On 24 Jan 2013, at 20:39, bejoy...@yahoo.com wrote:
> Hi David,
>
> The default partitioner used in map reduce is the hash partitioner. So
> based on your keys they are send to a particular reducer.
>
> May be in your current data set, the keys that have no values in table
> are all falling in the same hash bucket and hence being processed by
> the same reducer.
Really not the case, no, so it doesn't make any sort of sense to me :\
At this point I am starting to think the only way to figure it out is to
set or add debugging at the reducer level. I hoped I could avoid it,
alas...
> If you are noticing a skew on a particular reducer, sometimes a
> simple work around like increasing the no of reducers explicitly might
> help you get pass the hurdle.
Yes, that seemed to work in some cases, but is not very handy: it's
hard to tell my users 'try setting a different number of reducers when
your query is stuck' ;-)
> Also please ensure you have enabled skew join optimization.
Didn't have much success with this, but maybe my version of hive is a
bit old.
So to emulate a LEFT OUTER JOIN I had to do something really horrible:
JOIN (
-- TABLE B is the joined table
SELECT key, value FROM TABLE B
UNION ALL
-- TABLE A has all the unique ids
SELECT key, '' FROM TABLE A
) AS SUB
and then use a count -1 to get a count of non-null rows, etc. At least
it does work with no slowdowns, but I mean, yuk!
It's the best I could come up with so far, so if I could fully understand
the root cause of the problem, that would be much better. I guess I'll
dig in a bit deeper then.
Thanks a lot!
David
>
> Regards
> Bejoy KS
>
> Sent from remote device, Please excuse typos
>
> -----Original Message-----
> From: "David Morel" <dmore...@gmail.com>
> Date: Thu, 24 Jan 2013 18:39:56
> To: <user@hive.apache.org>; <bejoy...@yahoo.com>
> Reply-To: user@hive.apache.org
> Subject: Re: An explanation of LEFT OUTER JOIN and NULL values
>
> On 24 Jan 2013, at 18:16, bejoy...@yahoo.com wrote:
>
>> Hi David
>>
>> An explain extended would give you the exact pointer.

[Records of labeled points]
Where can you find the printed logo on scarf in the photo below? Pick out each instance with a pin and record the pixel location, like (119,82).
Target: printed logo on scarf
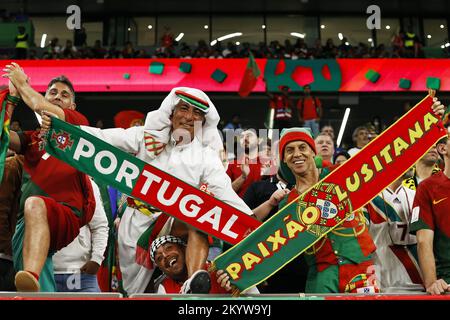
(63,140)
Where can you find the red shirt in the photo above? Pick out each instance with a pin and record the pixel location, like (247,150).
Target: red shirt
(48,176)
(310,106)
(234,171)
(431,211)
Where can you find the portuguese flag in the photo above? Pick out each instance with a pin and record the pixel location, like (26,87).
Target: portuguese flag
(4,133)
(251,74)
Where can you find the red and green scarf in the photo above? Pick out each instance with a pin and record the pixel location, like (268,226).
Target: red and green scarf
(303,222)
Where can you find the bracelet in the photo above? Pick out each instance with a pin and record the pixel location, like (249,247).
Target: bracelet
(12,99)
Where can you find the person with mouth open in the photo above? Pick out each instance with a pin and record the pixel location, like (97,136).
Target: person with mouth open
(182,139)
(169,255)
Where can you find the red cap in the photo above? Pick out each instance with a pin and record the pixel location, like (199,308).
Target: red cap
(295,134)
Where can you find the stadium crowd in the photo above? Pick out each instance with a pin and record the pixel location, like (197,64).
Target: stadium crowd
(63,231)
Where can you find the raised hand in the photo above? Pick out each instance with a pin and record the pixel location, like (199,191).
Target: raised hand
(15,74)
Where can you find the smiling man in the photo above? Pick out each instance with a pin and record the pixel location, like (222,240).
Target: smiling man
(56,199)
(342,260)
(168,253)
(180,138)
(430,221)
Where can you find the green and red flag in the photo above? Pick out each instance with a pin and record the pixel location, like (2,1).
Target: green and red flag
(4,134)
(147,183)
(250,77)
(304,221)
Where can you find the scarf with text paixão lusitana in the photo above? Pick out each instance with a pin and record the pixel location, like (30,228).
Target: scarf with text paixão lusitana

__Written tasks__
**1)** Answer these questions about the Hive thread:
(a) Which partitioner does Bejoy say map reduce uses by default?
(b) What does David think may be the only way to figure out the problem?
(c) What does David suspect about his version of hive?
**2)** Rewrite the Hive thread from "Really not the" to "is stuck' ;-)", swapping "users" for "analysts".
**3)** Extend the Hive thread by writing what comes after its final line.
The listing comes from a source separate from the Hive thread.

__Task answers__
**1)**
(a) The hash partitioner.
(b) Setting or adding debugging at the reducer level.
(c) That it may be a bit old.

**2)**
Really not the case, no, so it doesn't make any sort of sense to me :\
At this point I am starting to think the only way to figure it out is to
set or add debugging at the reducer level. I hoped I could avoid it,
alas...
> If you are noticing a skew on a particular reducer, sometimes a
> simple work around like increasing the no of reducers explicitly might
> help you get pass the hurdle.
Yes, that seemed to work in some cases, but is not very handy: it's
hard to tell my analysts 'try setting a different number of reducers when
your query is stuck' ;-)

**3)**
>>
>> From my understanding, this is how it could work.
>>
>> You have two tables then two different map reduce job would be
>> processing those. Based on the join keys, combination of corresponding
>> columns would be chosen as key from mapper1 and mapper2. So if the
>> combination of columns having the same value those records from two
>> set of mappers would go into the same reducer.
>>
>> On the reducer if there is a corresponding value for a key from table
>> 1 to table 2/mapper 2 that value would be populated. If no val for
>> mapper 2 then those columns from table 2 are made null.
>>
>> If there is a key-value just from table 2/mapper 2 and no
>> corresponding value from mapper 1. That value is just discarded.
>
> Hi Bejoy,
>
> Thanks! So schematically, something like this, right?
>
> mapper1 (bigger table):
> K1-A, V1A
> K2-A, V2A
> K3-A, V3A
>
> mapper2 (joined, smaller table):
> K1-B, V1B
>
> reducer1:
> K1-A, V1A
> K1-B, V1B
>
> returns:
> K1, V1A, V1B etc
>
> reducer2:
> K2-A, V2A
> *no* K2-B, V so: K2-B, NULL is created, same for next row.
> K3-A, V3A
>
> returns:
> K2, V2A, NULL etc
> K3, V3A, NULL etc
>
> I still don't understand why my reducer2 (and only this one, which
> apparently gets all the keys for which we don't have a row on table B)
> would become overloaded. Am I completely misunderstanding the whole
> thing?
>
> David
>
>> Regards
>> Bejoy KS
>>
>> Sent from remote device, Please excuse typos
>>
>> -----Original Message-----
>> From: "David Morel" <dmore...@gmail.com>
>> Date: Thu, 24 Jan 2013 18:03:40
>> To: user@hive.apache.org<user@hive.apache.org>
>> Reply-To: user@hive.apache.org
>> Subject: An explanation of LEFT OUTER JOIN and NULL values
>>
>> Hi!
>>
>> After hitting the "curse of the last reducer" many times on LEFT OUTER
>> JOIN queries, and trying to think about it, I came to the conclusion
>> there's something I am missing regarding how keys are handled in
>> mapred jobs.
>>
>> The problem shows when I have table A containing billions of rows with
>> distinctive keys, that I need to join to table B that has a much lower
>> number of rows.
>>
>> I need to keep all the A rows, populated with NULL values from the B
>> side, so that's what a LEFT OUTER is for.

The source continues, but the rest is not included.